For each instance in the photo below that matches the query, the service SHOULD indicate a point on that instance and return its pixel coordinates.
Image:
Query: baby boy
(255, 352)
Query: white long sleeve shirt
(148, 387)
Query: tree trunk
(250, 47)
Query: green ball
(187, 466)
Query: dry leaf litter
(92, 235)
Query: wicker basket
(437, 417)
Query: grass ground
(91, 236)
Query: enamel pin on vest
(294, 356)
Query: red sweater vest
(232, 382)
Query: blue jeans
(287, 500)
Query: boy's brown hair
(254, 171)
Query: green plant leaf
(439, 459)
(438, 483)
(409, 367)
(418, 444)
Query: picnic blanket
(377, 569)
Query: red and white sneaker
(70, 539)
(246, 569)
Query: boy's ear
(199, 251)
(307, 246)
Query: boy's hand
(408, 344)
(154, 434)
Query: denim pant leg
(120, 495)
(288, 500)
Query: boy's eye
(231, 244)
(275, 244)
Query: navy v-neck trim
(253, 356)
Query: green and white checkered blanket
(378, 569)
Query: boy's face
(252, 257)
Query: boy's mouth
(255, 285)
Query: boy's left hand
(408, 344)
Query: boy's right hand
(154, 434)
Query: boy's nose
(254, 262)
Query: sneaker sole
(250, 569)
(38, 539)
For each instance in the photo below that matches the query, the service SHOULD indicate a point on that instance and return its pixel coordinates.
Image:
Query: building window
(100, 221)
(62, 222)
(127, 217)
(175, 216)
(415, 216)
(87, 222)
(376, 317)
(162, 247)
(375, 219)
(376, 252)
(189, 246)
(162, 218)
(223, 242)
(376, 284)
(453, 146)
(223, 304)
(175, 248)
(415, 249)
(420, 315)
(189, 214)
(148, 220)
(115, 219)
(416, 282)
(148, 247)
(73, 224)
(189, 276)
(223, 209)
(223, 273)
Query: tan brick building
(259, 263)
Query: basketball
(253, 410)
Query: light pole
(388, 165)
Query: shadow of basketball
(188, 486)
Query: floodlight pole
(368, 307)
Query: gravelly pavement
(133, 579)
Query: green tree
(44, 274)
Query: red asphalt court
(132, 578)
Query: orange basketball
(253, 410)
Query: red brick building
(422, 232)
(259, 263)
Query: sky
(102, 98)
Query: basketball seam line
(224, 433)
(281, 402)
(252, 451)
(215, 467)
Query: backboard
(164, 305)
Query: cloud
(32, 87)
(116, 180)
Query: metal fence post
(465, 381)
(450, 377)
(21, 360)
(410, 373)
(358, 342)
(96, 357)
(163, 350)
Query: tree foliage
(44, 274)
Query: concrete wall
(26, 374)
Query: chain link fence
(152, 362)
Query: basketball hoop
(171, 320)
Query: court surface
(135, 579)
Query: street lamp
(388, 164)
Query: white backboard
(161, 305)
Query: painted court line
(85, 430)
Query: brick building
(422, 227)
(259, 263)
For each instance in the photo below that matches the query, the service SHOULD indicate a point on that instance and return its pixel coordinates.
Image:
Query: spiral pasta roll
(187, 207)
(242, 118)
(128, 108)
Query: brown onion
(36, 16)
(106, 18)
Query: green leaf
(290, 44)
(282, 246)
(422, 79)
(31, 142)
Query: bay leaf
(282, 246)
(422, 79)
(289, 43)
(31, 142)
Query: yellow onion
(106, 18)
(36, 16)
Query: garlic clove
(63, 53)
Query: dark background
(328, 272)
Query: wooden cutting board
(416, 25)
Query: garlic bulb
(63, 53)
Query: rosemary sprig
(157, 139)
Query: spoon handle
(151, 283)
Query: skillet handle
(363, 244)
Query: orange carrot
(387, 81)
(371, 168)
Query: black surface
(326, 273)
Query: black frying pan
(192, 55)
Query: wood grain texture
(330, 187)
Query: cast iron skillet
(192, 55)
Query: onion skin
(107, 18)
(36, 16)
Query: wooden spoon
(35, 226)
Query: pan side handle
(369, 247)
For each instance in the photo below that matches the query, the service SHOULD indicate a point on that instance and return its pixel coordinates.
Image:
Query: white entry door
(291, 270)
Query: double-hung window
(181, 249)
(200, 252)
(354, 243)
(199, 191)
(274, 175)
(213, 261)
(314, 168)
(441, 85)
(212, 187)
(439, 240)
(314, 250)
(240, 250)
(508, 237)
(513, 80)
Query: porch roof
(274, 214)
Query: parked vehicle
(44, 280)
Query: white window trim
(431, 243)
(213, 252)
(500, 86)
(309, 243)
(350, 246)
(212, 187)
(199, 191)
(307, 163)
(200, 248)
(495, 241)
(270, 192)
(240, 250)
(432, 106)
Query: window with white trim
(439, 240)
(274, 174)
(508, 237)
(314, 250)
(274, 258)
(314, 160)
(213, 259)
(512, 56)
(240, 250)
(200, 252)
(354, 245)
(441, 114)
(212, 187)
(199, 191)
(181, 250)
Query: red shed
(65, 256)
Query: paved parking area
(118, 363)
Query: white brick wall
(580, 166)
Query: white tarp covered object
# # # # #
Task instructions - Each record above needs to be written out exactly, with nothing left out.

Expected answer -
For each instance in the photo below that matches the query, the service SHOULD indicate a point on that instance and return its pixel coordinates.
Image:
Query: baby boy
(255, 352)
Query: white long sleeve shirt
(148, 387)
Query: tree trunk
(250, 47)
Query: green ball
(187, 466)
Query: dry leaf litter
(92, 235)
Query: wicker basket
(437, 417)
Query: grass ground
(91, 236)
Query: enamel pin on vest
(294, 356)
Query: red sweater vest
(232, 382)
Query: blue jeans
(287, 500)
Query: boy's brown hair
(254, 171)
Query: green plant leaf
(439, 459)
(438, 483)
(409, 367)
(418, 444)
Query: picnic blanket
(377, 569)
Query: red and white sneaker
(70, 539)
(246, 569)
Query: boy's ear
(199, 251)
(307, 246)
Query: boy's hand
(408, 344)
(154, 434)
Query: denim pant leg
(120, 495)
(288, 500)
Query: boy's eye
(231, 244)
(275, 244)
Query: navy v-neck trim
(253, 356)
Query: green and white checkered blanket
(378, 569)
Query: boy's face
(252, 257)
Query: boy's mouth
(255, 285)
Query: boy's left hand
(408, 344)
Query: boy's right hand
(154, 434)
Query: boy's nose
(254, 262)
Query: sneaker sole
(250, 569)
(38, 539)
For each instance in the photo below that matches the query, the service SHOULD indicate a point on that instance and return its pixel coordinates.
Image:
Query: building window
(100, 221)
(62, 222)
(127, 217)
(175, 216)
(415, 216)
(87, 222)
(376, 317)
(162, 247)
(375, 219)
(376, 252)
(189, 246)
(162, 218)
(223, 242)
(376, 284)
(453, 146)
(223, 304)
(175, 248)
(415, 249)
(420, 315)
(189, 214)
(148, 220)
(115, 219)
(416, 282)
(148, 247)
(73, 224)
(189, 276)
(223, 209)
(223, 273)
Query: tan brick building
(259, 263)
Query: basketball
(253, 410)
Query: light pole
(388, 165)
Query: shadow of basketball
(188, 486)
Query: floodlight pole
(368, 307)
Query: gravelly pavement
(133, 579)
Query: green tree
(44, 274)
Query: red asphalt court
(132, 578)
Query: orange basketball
(253, 410)
Query: red brick building
(422, 232)
(259, 263)
Query: sky
(102, 98)
Query: basketball seam line
(224, 433)
(281, 402)
(252, 451)
(215, 467)
Query: backboard
(164, 305)
Query: cloud
(32, 87)
(116, 180)
Query: metal fence post
(465, 381)
(450, 377)
(21, 360)
(410, 373)
(358, 342)
(96, 357)
(163, 350)
Query: tree foliage
(44, 274)
Query: concrete wall
(26, 374)
Query: chain link fence
(152, 362)
Query: basketball hoop
(171, 320)
Query: court surface
(135, 579)
Query: street lamp
(388, 164)
Query: white backboard
(161, 305)
Query: painted court line
(85, 430)
Query: brick building
(422, 227)
(259, 263)
For each instance in the photo below that matches the query, the service SHOULD indicate a point on that instance and return its pixel coordinates.
Image:
Query: spiral pasta roll
(187, 207)
(242, 118)
(128, 108)
Query: brown onion
(36, 16)
(106, 18)
Query: green leaf
(290, 44)
(282, 246)
(422, 79)
(31, 142)
Query: bay leaf
(282, 246)
(422, 79)
(289, 43)
(31, 142)
Query: yellow onion
(106, 18)
(36, 16)
Query: garlic clove
(63, 53)
Query: dark background
(328, 272)
Query: wooden cutting board
(416, 25)
Query: garlic bulb
(63, 53)
Query: rosemary sprig
(157, 139)
Query: spoon handle
(151, 283)
Query: skillet handle
(363, 244)
Query: orange carrot
(387, 81)
(371, 168)
Query: black surface
(326, 273)
Query: black frying pan
(192, 55)
Query: wood grain texture
(330, 187)
Query: cast iron skillet
(192, 55)
Query: onion skin
(107, 18)
(36, 16)
Query: wooden spoon
(35, 226)
Query: pan side handle
(369, 247)
For each instance in the photo below that matches the query, the service SHOULD indicate a point on that instance and return its pixel coordinates.
Image:
Query: white entry door
(291, 270)
Query: double-hung window
(181, 249)
(200, 252)
(354, 243)
(199, 191)
(274, 175)
(213, 261)
(314, 168)
(441, 85)
(212, 187)
(439, 240)
(314, 250)
(240, 250)
(508, 237)
(513, 80)
Query: porch roof
(274, 214)
Query: parked vehicle
(44, 280)
Query: white window trim
(431, 243)
(213, 252)
(500, 86)
(309, 243)
(350, 246)
(212, 187)
(199, 191)
(307, 163)
(200, 248)
(495, 241)
(270, 192)
(240, 250)
(432, 106)
Query: window with white trim
(439, 240)
(274, 174)
(508, 237)
(314, 250)
(274, 258)
(314, 160)
(213, 259)
(512, 56)
(240, 250)
(200, 252)
(354, 245)
(441, 114)
(212, 187)
(199, 191)
(181, 250)
Query: red shed
(65, 256)
Query: paved parking area
(118, 363)
Query: white brick wall
(580, 166)
Query: white tarp covered object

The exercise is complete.